BEGIN Input for this task

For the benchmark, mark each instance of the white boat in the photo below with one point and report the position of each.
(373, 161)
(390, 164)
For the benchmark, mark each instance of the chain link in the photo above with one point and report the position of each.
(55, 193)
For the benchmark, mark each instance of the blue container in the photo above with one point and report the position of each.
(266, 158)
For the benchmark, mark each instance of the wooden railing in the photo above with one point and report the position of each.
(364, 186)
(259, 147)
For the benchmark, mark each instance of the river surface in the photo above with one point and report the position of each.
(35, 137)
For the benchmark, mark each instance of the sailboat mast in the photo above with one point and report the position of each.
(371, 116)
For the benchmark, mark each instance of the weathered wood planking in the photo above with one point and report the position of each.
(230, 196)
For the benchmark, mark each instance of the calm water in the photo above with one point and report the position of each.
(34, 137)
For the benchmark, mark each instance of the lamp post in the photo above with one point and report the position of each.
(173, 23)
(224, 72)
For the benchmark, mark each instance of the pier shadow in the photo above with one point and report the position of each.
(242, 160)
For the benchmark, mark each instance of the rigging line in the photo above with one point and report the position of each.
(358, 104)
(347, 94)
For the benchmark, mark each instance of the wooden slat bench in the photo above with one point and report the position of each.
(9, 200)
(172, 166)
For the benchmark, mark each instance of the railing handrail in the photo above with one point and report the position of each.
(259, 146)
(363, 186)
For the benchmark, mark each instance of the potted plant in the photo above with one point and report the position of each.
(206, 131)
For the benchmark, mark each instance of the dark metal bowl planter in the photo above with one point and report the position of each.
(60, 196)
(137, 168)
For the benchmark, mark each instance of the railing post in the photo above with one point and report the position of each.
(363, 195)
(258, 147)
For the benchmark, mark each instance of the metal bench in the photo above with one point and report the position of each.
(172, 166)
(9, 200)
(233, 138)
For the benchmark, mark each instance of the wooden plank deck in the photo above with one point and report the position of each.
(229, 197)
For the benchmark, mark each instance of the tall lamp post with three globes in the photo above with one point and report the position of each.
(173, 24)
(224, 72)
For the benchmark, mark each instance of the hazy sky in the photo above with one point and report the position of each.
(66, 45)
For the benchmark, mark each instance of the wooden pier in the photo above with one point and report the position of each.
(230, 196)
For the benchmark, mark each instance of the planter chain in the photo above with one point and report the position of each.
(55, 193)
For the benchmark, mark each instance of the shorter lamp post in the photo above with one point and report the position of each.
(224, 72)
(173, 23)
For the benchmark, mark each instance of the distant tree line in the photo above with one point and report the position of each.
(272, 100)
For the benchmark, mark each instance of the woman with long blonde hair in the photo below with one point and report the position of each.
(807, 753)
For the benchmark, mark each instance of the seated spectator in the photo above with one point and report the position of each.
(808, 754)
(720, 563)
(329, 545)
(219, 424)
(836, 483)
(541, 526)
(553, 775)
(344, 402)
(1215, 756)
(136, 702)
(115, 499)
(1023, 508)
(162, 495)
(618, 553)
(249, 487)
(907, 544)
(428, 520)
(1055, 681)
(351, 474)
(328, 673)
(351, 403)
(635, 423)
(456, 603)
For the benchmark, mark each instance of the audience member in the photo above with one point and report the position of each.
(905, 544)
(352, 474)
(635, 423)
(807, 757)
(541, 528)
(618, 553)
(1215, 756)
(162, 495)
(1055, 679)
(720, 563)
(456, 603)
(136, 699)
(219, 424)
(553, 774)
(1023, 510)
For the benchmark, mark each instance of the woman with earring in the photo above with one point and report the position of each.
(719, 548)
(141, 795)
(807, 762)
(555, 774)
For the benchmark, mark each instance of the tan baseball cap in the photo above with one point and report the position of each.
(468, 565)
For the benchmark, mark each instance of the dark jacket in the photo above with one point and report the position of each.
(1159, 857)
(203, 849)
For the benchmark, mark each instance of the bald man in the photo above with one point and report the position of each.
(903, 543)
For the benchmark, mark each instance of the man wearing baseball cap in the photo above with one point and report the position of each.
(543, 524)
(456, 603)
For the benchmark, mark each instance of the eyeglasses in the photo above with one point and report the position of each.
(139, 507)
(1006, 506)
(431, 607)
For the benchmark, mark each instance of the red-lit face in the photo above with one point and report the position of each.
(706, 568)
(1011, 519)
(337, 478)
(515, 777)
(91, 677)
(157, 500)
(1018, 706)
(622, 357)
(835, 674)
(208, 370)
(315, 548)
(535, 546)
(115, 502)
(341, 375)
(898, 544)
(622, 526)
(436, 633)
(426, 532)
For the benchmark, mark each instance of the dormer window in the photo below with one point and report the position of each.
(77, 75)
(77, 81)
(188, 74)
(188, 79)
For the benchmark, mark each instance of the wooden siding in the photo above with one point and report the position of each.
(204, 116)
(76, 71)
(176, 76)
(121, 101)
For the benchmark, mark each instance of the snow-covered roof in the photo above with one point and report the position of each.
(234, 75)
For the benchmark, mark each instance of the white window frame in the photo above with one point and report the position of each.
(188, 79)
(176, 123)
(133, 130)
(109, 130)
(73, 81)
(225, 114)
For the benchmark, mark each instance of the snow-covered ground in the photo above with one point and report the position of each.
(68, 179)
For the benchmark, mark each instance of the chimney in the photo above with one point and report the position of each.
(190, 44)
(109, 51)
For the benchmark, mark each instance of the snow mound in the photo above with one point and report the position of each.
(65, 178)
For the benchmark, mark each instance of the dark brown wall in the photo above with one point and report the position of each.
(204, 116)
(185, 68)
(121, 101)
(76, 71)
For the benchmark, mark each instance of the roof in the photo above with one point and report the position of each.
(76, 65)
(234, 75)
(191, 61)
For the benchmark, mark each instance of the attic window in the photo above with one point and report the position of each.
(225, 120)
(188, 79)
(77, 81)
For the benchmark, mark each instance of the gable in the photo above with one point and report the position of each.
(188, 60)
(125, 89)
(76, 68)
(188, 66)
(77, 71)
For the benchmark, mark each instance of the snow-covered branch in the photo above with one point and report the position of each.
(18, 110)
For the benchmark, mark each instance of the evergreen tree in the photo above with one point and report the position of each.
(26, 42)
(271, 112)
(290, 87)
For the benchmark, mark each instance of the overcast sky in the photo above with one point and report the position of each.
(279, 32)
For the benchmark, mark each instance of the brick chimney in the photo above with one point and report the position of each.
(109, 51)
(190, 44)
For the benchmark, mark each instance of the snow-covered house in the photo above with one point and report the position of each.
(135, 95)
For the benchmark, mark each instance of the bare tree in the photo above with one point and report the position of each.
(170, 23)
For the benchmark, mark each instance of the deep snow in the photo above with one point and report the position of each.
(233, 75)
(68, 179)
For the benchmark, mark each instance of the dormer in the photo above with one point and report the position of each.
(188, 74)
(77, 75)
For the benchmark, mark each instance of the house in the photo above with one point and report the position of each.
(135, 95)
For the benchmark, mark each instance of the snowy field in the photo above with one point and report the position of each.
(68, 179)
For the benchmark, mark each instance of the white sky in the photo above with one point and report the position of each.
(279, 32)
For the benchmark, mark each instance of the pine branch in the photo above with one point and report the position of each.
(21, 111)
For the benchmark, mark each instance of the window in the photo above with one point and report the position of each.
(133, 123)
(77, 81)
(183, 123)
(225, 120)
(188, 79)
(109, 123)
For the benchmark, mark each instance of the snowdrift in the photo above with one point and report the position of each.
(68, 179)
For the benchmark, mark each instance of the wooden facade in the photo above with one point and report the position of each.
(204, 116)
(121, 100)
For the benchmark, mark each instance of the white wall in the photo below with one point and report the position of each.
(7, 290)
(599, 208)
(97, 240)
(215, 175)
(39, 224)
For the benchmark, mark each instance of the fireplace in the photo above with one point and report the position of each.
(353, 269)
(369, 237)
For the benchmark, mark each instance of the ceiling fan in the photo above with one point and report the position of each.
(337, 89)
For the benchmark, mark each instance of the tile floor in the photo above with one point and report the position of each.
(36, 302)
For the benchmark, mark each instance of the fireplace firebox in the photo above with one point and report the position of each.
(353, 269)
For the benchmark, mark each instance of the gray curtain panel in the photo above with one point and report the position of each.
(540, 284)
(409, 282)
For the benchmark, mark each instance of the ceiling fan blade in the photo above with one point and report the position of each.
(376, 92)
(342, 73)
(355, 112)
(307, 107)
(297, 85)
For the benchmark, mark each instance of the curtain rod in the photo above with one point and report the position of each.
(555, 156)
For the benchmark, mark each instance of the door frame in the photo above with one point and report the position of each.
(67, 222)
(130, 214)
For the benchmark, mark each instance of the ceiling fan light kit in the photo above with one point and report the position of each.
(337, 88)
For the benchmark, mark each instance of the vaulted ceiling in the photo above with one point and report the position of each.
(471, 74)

END Input for this task

**Exercise prompt**
Copy out the lines of the records above, starting at the line that contains "For the benchmark, mark each instance of the shorter" and ending at the line that contains "(1023, 510)", with both of those lines included. Reproduce every line in that span without any change.

**Task solution**
For the benchmark, mark each instance of the shorter lamp post in the photo above with one point and report the position of each.
(224, 72)
(173, 23)
For the benchmark, mark each instance of the distant tree line in the photo above with one point and report the position of each.
(272, 100)
For the benchmark, mark each instance of the woman with long blonde hair in the photo below with one point and report the position of each.
(807, 753)
For the benchmark, mark each instance of the seated spectator in the photo above with one point and report the position of each.
(808, 754)
(720, 563)
(329, 545)
(219, 424)
(836, 483)
(541, 526)
(553, 775)
(344, 402)
(1215, 756)
(136, 702)
(115, 499)
(1023, 508)
(162, 495)
(618, 553)
(249, 487)
(907, 544)
(428, 520)
(1055, 681)
(351, 474)
(328, 673)
(351, 403)
(635, 423)
(456, 603)
For the benchmark, mark each instance of the audience member in the photo above with one point and report the position of each.
(905, 544)
(352, 474)
(635, 423)
(807, 757)
(541, 528)
(618, 553)
(1215, 756)
(162, 495)
(1055, 679)
(720, 563)
(456, 603)
(136, 699)
(219, 424)
(553, 774)
(1023, 510)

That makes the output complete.